---- MATERIAL

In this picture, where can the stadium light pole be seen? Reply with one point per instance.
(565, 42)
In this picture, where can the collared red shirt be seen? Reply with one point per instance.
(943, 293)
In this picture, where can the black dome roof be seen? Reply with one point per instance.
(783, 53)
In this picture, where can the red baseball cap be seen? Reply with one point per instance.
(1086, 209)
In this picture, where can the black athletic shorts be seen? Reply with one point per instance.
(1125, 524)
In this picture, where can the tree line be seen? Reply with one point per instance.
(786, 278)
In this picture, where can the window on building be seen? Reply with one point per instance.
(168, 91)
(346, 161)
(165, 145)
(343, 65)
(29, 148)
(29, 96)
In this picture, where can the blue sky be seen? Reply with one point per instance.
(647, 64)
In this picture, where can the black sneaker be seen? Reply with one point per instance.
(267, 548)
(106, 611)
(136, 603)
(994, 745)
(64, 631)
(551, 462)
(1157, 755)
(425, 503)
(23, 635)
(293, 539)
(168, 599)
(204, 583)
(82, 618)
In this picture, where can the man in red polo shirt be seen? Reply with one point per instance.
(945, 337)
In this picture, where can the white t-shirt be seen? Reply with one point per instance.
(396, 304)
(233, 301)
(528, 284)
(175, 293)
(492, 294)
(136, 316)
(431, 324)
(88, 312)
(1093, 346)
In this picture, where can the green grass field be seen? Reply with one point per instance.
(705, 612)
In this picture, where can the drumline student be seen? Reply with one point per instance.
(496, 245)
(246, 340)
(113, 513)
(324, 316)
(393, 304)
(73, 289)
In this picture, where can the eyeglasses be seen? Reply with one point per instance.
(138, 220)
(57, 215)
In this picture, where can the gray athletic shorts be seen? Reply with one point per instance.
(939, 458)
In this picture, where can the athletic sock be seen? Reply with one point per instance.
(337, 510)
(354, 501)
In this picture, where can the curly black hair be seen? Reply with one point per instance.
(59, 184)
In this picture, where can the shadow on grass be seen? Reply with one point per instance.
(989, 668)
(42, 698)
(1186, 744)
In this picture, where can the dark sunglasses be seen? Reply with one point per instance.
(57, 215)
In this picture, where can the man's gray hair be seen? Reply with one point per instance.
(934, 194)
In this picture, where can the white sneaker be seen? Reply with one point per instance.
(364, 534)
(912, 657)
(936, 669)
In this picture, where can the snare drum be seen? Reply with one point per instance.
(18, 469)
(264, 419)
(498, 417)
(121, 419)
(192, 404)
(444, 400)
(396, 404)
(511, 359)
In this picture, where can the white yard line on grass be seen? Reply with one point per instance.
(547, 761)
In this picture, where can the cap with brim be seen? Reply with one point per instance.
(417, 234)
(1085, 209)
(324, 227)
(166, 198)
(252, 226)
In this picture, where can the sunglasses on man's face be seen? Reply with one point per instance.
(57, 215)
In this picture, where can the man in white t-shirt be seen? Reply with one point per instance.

--------

_EXERCISE TASK_
Output the data above as a JSON list of strings, one string per line and blank lines omitted, starting with the line that contains "In this picture, where can the shadow" and going on through the end of the data.

_COMPLETE OUTPUT_
[
  "In this picture, where can the shadow on grass be seen? Reply with one point per instance.",
  "(989, 668)",
  "(42, 698)",
  "(1186, 744)",
  "In this picture, where can the dark sunglasses be seen? Reply with one point per instance.",
  "(57, 215)",
  "In this picture, where can the man's gray hair be seen? Reply with one point per instance.",
  "(934, 194)",
  "In this picture, where can the white sneaker be seen? Reply with one point per instance.",
  "(364, 534)",
  "(912, 657)",
  "(936, 669)",
  "In this picture, where can the snare drum be seen? Reply with one point per instance.",
  "(18, 469)",
  "(264, 419)",
  "(498, 417)",
  "(121, 419)",
  "(192, 404)",
  "(444, 400)",
  "(396, 404)",
  "(511, 359)",
  "In this picture, where can the white yard line on grass be seen? Reply with one point per instance.",
  "(547, 761)",
  "In this picture, where can the cap with brim be seen? Reply with one point per instance.",
  "(417, 234)",
  "(1085, 209)",
  "(324, 227)",
  "(166, 198)",
  "(252, 226)",
  "In this picture, where can the sunglasses on man's face be seen? Reply with one point per instance.",
  "(57, 215)",
  "In this picture, where can the man in white t-shirt be seen? Reply with one point per instance."
]